Brief:
Omit the pictures, then reproduce every remaining record exactly.

===== Supplied records

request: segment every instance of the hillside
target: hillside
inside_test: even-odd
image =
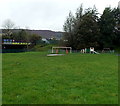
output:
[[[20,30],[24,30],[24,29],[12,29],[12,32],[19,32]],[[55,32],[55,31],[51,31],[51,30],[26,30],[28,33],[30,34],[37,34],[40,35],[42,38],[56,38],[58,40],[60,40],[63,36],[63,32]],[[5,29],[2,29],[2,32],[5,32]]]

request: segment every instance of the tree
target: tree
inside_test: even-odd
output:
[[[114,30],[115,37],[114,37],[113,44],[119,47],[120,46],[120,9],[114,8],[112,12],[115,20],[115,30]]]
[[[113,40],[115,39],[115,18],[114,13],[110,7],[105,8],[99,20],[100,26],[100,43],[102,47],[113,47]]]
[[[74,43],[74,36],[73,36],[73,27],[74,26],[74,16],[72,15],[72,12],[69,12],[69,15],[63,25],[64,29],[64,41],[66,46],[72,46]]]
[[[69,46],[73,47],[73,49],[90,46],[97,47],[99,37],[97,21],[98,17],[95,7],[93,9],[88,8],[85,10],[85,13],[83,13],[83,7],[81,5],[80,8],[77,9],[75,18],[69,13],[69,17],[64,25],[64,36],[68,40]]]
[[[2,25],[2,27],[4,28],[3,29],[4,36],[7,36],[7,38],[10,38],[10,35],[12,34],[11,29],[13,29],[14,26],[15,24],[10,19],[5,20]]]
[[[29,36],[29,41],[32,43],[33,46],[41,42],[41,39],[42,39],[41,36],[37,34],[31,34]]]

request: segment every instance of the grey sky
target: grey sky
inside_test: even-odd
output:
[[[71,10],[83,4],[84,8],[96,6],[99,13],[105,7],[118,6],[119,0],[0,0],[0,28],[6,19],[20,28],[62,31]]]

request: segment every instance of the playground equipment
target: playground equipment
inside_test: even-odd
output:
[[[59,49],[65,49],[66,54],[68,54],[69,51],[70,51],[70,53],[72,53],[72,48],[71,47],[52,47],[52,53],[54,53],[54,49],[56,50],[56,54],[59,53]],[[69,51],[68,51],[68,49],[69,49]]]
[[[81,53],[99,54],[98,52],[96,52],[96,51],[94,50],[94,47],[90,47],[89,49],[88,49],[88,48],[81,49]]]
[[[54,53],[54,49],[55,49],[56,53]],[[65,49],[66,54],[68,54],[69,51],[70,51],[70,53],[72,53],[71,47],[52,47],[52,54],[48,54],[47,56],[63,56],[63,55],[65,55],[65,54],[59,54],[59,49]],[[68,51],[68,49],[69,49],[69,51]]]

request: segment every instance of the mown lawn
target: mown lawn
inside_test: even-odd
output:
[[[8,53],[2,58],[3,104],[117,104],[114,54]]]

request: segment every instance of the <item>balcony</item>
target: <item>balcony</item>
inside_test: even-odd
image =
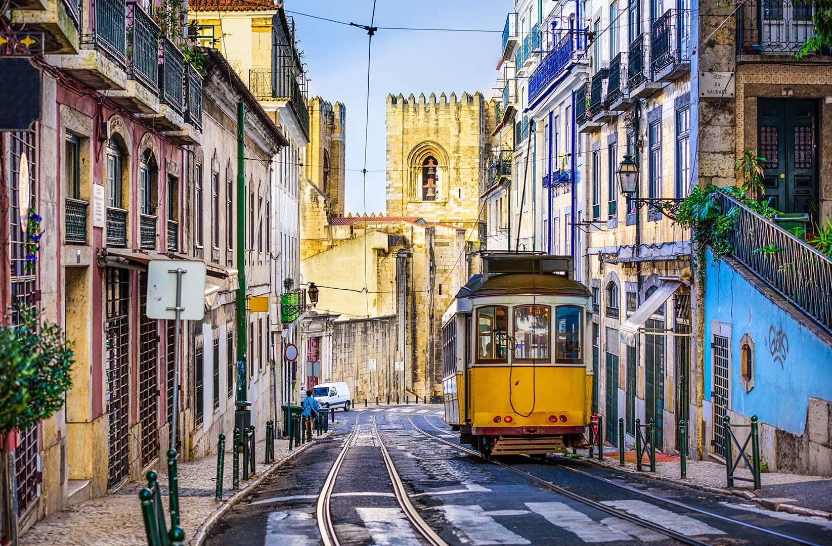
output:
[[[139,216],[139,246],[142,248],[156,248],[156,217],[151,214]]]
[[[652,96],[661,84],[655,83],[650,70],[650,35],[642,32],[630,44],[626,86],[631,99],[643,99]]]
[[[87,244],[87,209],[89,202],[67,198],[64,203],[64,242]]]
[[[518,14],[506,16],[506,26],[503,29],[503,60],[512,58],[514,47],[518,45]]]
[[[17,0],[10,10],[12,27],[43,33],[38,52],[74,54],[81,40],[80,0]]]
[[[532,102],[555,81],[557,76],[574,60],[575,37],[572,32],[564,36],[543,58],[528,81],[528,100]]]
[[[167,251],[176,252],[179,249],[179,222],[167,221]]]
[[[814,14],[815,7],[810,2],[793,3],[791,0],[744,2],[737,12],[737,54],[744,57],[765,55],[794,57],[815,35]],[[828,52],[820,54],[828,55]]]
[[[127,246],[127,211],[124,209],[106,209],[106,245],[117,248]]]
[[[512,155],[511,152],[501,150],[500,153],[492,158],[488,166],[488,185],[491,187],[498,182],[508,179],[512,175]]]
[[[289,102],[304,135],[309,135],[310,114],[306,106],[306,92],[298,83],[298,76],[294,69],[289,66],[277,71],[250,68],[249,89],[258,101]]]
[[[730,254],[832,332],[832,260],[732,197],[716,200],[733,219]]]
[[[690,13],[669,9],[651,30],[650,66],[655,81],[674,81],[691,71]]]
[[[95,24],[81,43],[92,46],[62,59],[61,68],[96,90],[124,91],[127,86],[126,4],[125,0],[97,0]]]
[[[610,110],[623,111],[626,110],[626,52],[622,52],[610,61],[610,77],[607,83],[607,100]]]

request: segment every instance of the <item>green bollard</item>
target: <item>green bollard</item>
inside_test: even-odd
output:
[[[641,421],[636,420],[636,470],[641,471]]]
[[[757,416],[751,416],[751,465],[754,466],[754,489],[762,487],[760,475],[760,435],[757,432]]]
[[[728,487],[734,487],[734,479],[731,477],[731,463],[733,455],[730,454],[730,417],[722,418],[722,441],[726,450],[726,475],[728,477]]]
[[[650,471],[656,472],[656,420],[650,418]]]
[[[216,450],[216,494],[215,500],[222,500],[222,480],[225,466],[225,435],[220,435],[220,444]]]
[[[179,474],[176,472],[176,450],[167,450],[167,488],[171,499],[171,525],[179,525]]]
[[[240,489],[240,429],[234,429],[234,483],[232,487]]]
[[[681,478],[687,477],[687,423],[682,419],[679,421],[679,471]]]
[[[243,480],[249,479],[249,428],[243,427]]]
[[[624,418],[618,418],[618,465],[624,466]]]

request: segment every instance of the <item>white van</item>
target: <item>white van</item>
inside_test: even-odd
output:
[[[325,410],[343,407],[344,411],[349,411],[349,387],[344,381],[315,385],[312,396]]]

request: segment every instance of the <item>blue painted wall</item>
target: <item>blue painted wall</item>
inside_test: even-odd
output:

==========

Right answer:
request: segment every instance of the hillside
target: hillside
inside_test: even-odd
image =
output:
[[[20,30],[24,30],[24,29],[12,29],[12,32],[19,32]],[[55,32],[55,31],[51,31],[51,30],[26,30],[28,33],[30,34],[37,34],[40,35],[42,38],[56,38],[58,40],[60,40],[63,36],[63,32]],[[5,29],[2,29],[2,32],[5,32]]]

request: segment every instance of the tree
target: tree
inside_test: even-odd
output:
[[[114,30],[115,37],[114,37],[113,44],[119,47],[120,46],[120,9],[114,8],[112,12],[115,20],[115,30]]]
[[[113,40],[115,39],[115,18],[114,13],[110,7],[105,8],[99,20],[100,26],[100,43],[102,47],[113,47]]]
[[[74,43],[74,36],[73,36],[73,27],[74,26],[74,16],[72,15],[72,12],[69,12],[69,15],[63,25],[64,29],[64,41],[66,46],[72,46]]]
[[[69,46],[73,47],[73,49],[90,46],[97,47],[99,37],[97,21],[98,17],[95,7],[93,9],[88,8],[85,10],[85,13],[83,13],[83,7],[81,5],[80,8],[77,9],[75,18],[69,13],[69,17],[64,25],[64,36],[68,40]]]
[[[2,25],[2,27],[4,28],[3,29],[4,36],[7,36],[7,38],[10,38],[10,35],[12,34],[11,29],[13,29],[14,26],[15,24],[10,19],[5,20]]]
[[[29,36],[29,41],[32,43],[33,46],[41,42],[41,39],[42,39],[41,36],[37,34],[31,34]]]

request: segment every instance of the grey sky
target: grey sky
inside_test: even-odd
output:
[[[71,10],[83,4],[84,8],[96,6],[99,13],[105,7],[118,6],[119,0],[0,0],[0,28],[6,19],[20,28],[62,31]]]

request: segment every instance of the playground equipment
target: playground equipment
inside_test: even-odd
output:
[[[59,49],[65,49],[66,54],[68,54],[69,51],[70,51],[70,53],[72,53],[72,48],[71,47],[52,47],[52,53],[54,53],[54,49],[56,50],[56,54],[59,53]],[[69,51],[68,51],[68,49],[69,49]]]
[[[81,53],[99,54],[98,52],[96,52],[96,51],[94,50],[94,47],[90,47],[89,49],[88,49],[88,48],[81,49]]]
[[[54,53],[54,49],[55,49],[56,53]],[[65,49],[66,54],[68,54],[69,51],[70,51],[70,53],[72,53],[71,47],[52,47],[52,54],[48,54],[47,56],[63,56],[63,55],[65,55],[65,54],[59,54],[59,49]],[[68,51],[68,49],[69,49],[69,51]]]

request: segment every instance of the mown lawn
target: mown lawn
inside_test: even-odd
output:
[[[8,53],[2,58],[3,104],[117,104],[114,54]]]

request: segment every instance of the <item>balcony</item>
target: <item>balcony</item>
inside_test: even-odd
image =
output:
[[[139,216],[139,246],[142,248],[156,248],[156,217],[151,214]]]
[[[652,96],[661,84],[655,83],[650,70],[650,35],[642,32],[630,44],[626,86],[631,99],[643,99]]]
[[[87,244],[87,209],[89,202],[67,198],[64,203],[64,242]]]
[[[518,14],[506,16],[506,26],[503,29],[503,60],[512,58],[514,47],[518,45]]]
[[[17,0],[10,10],[12,27],[43,33],[38,52],[74,54],[81,40],[80,0]]]
[[[532,102],[555,81],[557,76],[574,60],[575,37],[572,32],[564,36],[543,58],[528,81],[528,100]]]
[[[167,251],[176,252],[179,249],[179,222],[167,221]]]
[[[814,14],[815,7],[810,2],[793,3],[791,0],[744,2],[737,12],[737,54],[744,57],[765,55],[794,57],[815,35]],[[828,52],[820,54],[828,55]]]
[[[127,246],[127,211],[124,209],[106,209],[106,245],[117,248]]]
[[[512,155],[511,152],[501,150],[500,153],[492,158],[488,166],[488,185],[491,187],[498,182],[508,179],[512,175]]]
[[[289,102],[304,135],[309,135],[310,114],[306,106],[306,92],[298,83],[298,76],[294,69],[289,66],[277,71],[250,68],[249,89],[258,101]]]
[[[730,254],[832,332],[832,260],[732,197],[716,200],[733,219]]]
[[[690,13],[669,9],[651,30],[650,66],[655,81],[674,81],[691,71]]]
[[[95,24],[81,43],[92,46],[62,59],[61,68],[96,90],[124,91],[127,86],[126,4],[125,0],[97,0]]]
[[[610,110],[623,111],[626,110],[626,52],[622,52],[610,61],[610,77],[607,83],[607,100]]]

request: segment every instance of the <item>green bollard</item>
target: <item>green bollard</item>
inside_test: even-odd
output:
[[[641,421],[636,420],[636,470],[641,471]]]
[[[757,416],[751,416],[751,465],[754,466],[754,489],[762,487],[760,475],[760,435],[757,432]]]
[[[728,487],[734,487],[734,479],[731,477],[731,463],[733,455],[730,454],[730,417],[722,418],[722,441],[726,450],[726,475],[728,477]]]
[[[650,471],[656,472],[656,420],[650,418]]]
[[[216,450],[216,494],[215,500],[222,500],[222,480],[225,466],[225,435],[220,435],[220,444]]]
[[[179,474],[176,472],[176,450],[167,450],[167,488],[171,499],[171,525],[179,525]]]
[[[240,489],[240,429],[234,429],[234,483],[232,487]]]
[[[681,478],[687,477],[687,423],[682,419],[679,421],[679,471]]]
[[[243,480],[249,479],[249,428],[243,427]]]
[[[624,418],[618,418],[618,465],[624,466]]]

request: segment every instance of the <item>white van</item>
target: <item>white van</item>
inside_test: even-odd
output:
[[[325,410],[343,407],[344,411],[349,411],[349,387],[344,381],[315,385],[312,396]]]

request: segment every instance of the <item>blue painted wall</item>
target: <item>blue painted wall</item>
inside_test: even-odd
output:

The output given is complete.